(Data excerpts)
★ ★ ★ ★ ★

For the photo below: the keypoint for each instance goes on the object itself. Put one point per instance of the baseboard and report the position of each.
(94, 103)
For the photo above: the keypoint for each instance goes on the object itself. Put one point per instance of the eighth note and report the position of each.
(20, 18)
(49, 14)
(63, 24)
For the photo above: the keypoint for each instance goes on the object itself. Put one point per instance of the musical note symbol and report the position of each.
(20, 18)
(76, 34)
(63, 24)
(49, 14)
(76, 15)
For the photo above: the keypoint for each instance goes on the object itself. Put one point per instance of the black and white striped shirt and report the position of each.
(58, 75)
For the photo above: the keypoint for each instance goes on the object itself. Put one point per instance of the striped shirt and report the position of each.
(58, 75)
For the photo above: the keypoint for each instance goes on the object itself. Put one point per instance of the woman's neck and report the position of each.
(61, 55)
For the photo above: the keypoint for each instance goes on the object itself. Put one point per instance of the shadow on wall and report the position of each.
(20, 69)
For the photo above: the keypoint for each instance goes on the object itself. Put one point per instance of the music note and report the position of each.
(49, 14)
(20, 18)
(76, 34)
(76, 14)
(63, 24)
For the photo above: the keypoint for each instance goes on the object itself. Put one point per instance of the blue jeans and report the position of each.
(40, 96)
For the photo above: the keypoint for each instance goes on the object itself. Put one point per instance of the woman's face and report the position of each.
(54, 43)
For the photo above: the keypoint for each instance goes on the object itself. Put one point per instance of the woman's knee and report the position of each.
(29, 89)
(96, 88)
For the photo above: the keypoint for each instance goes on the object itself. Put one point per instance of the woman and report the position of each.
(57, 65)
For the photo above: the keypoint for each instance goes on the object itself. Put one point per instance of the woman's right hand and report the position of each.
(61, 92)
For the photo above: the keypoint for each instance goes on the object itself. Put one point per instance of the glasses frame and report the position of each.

★ ★ ★ ★ ★

◆ **Your objective**: In the records above, locate the line that contains "wall and report the position of each.". Repeat it and every line after it, exactly, and nothing else.

◆ **Task result**:
For the photo above: the keypoint for each instance goes on the object itself. Put one point per instance of the shadow on wall and report the position of each.
(20, 69)
For the photo above: the keypoint for each instance goes on the object itself. Put one point per instance of the music note and report the position of each.
(49, 14)
(20, 18)
(76, 34)
(76, 14)
(63, 24)
For the photo above: the keypoint for each instance goes on the object itself. Put one point per instance of the blue jeans and report the position of each.
(40, 96)
For the photo above: the keypoint for each instance goes on the object itself. Put one point per instance of the woman's face and report the position of each.
(54, 43)
For the photo above: the keypoint for each instance goes on the object itself. Put one point per instance of the woman's knee and report the position of each.
(29, 89)
(96, 88)
For the photo above: the keypoint for each instance goes on the object itself. Put one point per instance of the woman and report the position of each.
(57, 65)
For the photo above: the keypoint for each instance goes on the object itself. Put one point per instance of the woman's right hand and report the position of each.
(61, 92)
For the photo above: the keypoint for each instance goes on the object itself. Put one point per instance of the glasses frame and report the position of each.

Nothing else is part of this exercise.